(INFORMATION):
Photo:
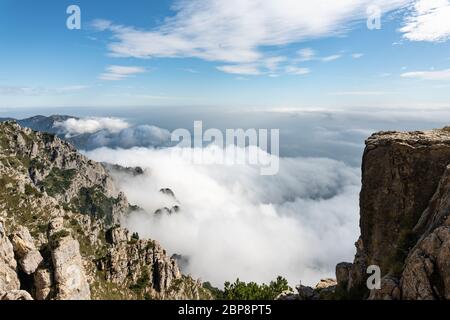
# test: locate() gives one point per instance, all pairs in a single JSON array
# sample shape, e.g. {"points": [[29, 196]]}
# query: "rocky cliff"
{"points": [[404, 218], [60, 233]]}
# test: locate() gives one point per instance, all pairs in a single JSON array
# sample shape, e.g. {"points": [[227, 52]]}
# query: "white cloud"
{"points": [[359, 93], [235, 223], [251, 70], [428, 75], [235, 31], [40, 91], [297, 70], [357, 55], [331, 58], [306, 54], [90, 125], [140, 136], [115, 73], [429, 20]]}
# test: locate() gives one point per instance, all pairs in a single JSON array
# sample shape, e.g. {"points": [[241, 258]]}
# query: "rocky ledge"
{"points": [[404, 218]]}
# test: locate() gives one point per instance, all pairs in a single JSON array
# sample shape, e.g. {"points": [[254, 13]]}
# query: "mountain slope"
{"points": [[405, 222], [60, 234]]}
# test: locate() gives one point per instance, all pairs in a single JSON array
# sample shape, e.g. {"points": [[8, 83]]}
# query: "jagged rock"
{"points": [[43, 284], [168, 192], [70, 279], [343, 273], [120, 208], [55, 225], [306, 293], [404, 201], [287, 295], [142, 261], [427, 269], [9, 280], [326, 284], [116, 236], [81, 259], [29, 257], [15, 295], [400, 174], [390, 289]]}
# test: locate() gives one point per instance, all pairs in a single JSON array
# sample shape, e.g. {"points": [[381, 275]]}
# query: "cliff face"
{"points": [[60, 234], [405, 225]]}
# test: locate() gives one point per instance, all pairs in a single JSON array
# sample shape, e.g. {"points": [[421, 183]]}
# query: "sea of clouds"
{"points": [[235, 223]]}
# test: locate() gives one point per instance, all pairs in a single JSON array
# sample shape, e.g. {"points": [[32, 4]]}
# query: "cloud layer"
{"points": [[92, 133], [116, 73], [235, 223], [90, 125], [428, 75], [235, 32], [428, 21]]}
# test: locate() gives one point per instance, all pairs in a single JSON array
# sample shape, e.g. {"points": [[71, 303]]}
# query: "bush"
{"points": [[252, 291]]}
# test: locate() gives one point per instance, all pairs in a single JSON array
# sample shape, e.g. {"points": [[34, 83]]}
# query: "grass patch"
{"points": [[58, 180]]}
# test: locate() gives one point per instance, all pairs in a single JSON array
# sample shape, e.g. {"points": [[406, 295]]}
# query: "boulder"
{"points": [[15, 295], [8, 266], [29, 257]]}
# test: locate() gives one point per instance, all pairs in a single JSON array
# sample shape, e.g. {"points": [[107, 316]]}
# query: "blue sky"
{"points": [[255, 54]]}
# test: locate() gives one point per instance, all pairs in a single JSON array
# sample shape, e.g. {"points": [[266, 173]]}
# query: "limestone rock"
{"points": [[8, 266], [404, 203], [15, 295], [427, 270], [326, 284], [29, 257], [390, 289], [343, 270], [43, 284], [70, 279]]}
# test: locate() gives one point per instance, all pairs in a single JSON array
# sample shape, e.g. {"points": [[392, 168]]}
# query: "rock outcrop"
{"points": [[28, 256], [60, 234], [9, 280], [405, 229]]}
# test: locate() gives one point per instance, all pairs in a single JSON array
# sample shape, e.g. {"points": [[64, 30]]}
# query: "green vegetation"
{"points": [[134, 238], [249, 291], [58, 180], [57, 236], [31, 191], [141, 283]]}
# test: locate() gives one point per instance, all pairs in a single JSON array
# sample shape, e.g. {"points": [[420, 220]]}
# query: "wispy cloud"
{"points": [[40, 91], [235, 32], [115, 73], [358, 93], [306, 54], [297, 70], [357, 55], [428, 21], [90, 125], [251, 70], [428, 75], [331, 58], [189, 70]]}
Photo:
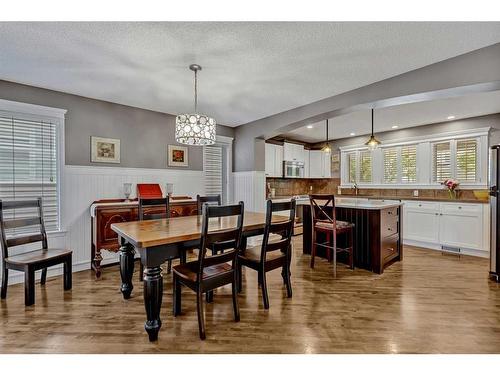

(TASK TO COMPLETE):
What is needed here is an exact transcription of every record above, with images excluded.

(ANSWER TO THIS PROBLEM):
Photo:
# test: locate() gives one point per instance, all pairs in a single JSON array
# sample shape, e.g. {"points": [[29, 196]]}
# query: "rocky cliff"
{"points": [[404, 218], [60, 233]]}
# test: locate() gives one point per instance, all pairs in a single JSON array
# sample shape, e.g. {"points": [[227, 52]]}
# query: "white cloud"
{"points": [[359, 93], [235, 223], [251, 70], [428, 75], [235, 31], [40, 91], [297, 70], [357, 55], [331, 58], [306, 54], [90, 125], [140, 136], [115, 73], [429, 20]]}
# test: locate() gives one point per instance, all pairs in a single JSON array
# sample shape, e.g. {"points": [[241, 258]]}
# query: "rocky ledge"
{"points": [[404, 218]]}
# test: locate() gives one point per instance, all pairs in a single JSON array
# sample shape, e.g. {"points": [[254, 13]]}
# query: "mountain slope"
{"points": [[405, 222], [60, 234]]}
# test: locate() gives one point per instance, all pairs in a single JSON array
# sample shape, e.g. {"points": [[8, 83]]}
# query: "jagged rock"
{"points": [[43, 284], [168, 192], [70, 279], [343, 273], [120, 208], [55, 225], [306, 293], [404, 201], [287, 295], [142, 261], [427, 269], [9, 280], [326, 284], [116, 236], [81, 259], [29, 257], [15, 295], [400, 174], [390, 289]]}
# test: locate() gives one point per instance, all pairs in a single JSON array
# sample shape, e.g. {"points": [[381, 275]]}
# query: "cliff face"
{"points": [[60, 234], [405, 225]]}
# test: locate() gives one point per instance, all pairs in a single JSON array
# sample shape, e.g. {"points": [[421, 183]]}
# query: "sea of clouds"
{"points": [[235, 223]]}
# test: locate() gives one point per instance, all pairs in a single JSON array
# sample shape, e.g. {"points": [[32, 4]]}
# query: "cloud layer"
{"points": [[92, 133], [116, 73], [235, 223], [90, 125], [428, 75], [235, 32], [428, 21]]}
# test: locate() gives one point per instance, all pairs in a single JSON array
# sample shape, e.g. {"points": [[71, 303]]}
# query: "bush"
{"points": [[252, 291]]}
# test: locate() gives one point per instance, all pairs in a single JSON array
# sample shape, e.g. {"points": [[34, 83]]}
# query: "grass patch"
{"points": [[58, 180]]}
# test: locate() gives one point per instance, all pairs in a single JSON array
# sample shape, e.g. {"points": [[406, 295]]}
# query: "boulder"
{"points": [[15, 295], [8, 266], [29, 257]]}
# test: locate() gives one point per instance, all pairs in a single JSON array
# sample shape, e.g. {"points": [[107, 316]]}
# query: "blue sky"
{"points": [[255, 54]]}
# test: locate() gives one point per instance, all pairs in a single JSON array
# sample shape, e.g. {"points": [[266, 173]]}
# query: "limestone rock"
{"points": [[8, 266], [404, 203], [15, 295], [427, 270], [326, 284], [29, 257], [390, 289], [343, 270], [43, 284], [70, 279]]}
# test: locate() gives one point per instance, all pairs in a single JSON array
# sample shape, e.g. {"points": [[392, 168]]}
# query: "rock outcrop"
{"points": [[28, 256], [60, 234], [9, 280], [405, 229]]}
# test: locate() gives one point per instance, all pairs in a single JSON array
# sample shape, e.g. {"points": [[64, 30]]}
# query: "green vegetation"
{"points": [[134, 238], [249, 291], [58, 180], [57, 236], [31, 191], [141, 283]]}
# test: locate() gives one point per instance, all pairs in a single JSON array
# sample shape, e.g. {"points": [[420, 220]]}
# query: "wispy cloud"
{"points": [[40, 91], [235, 32], [115, 73], [358, 93], [306, 54], [297, 70], [357, 55], [428, 21], [90, 125], [251, 70], [428, 75], [331, 58], [189, 70]]}
Photo:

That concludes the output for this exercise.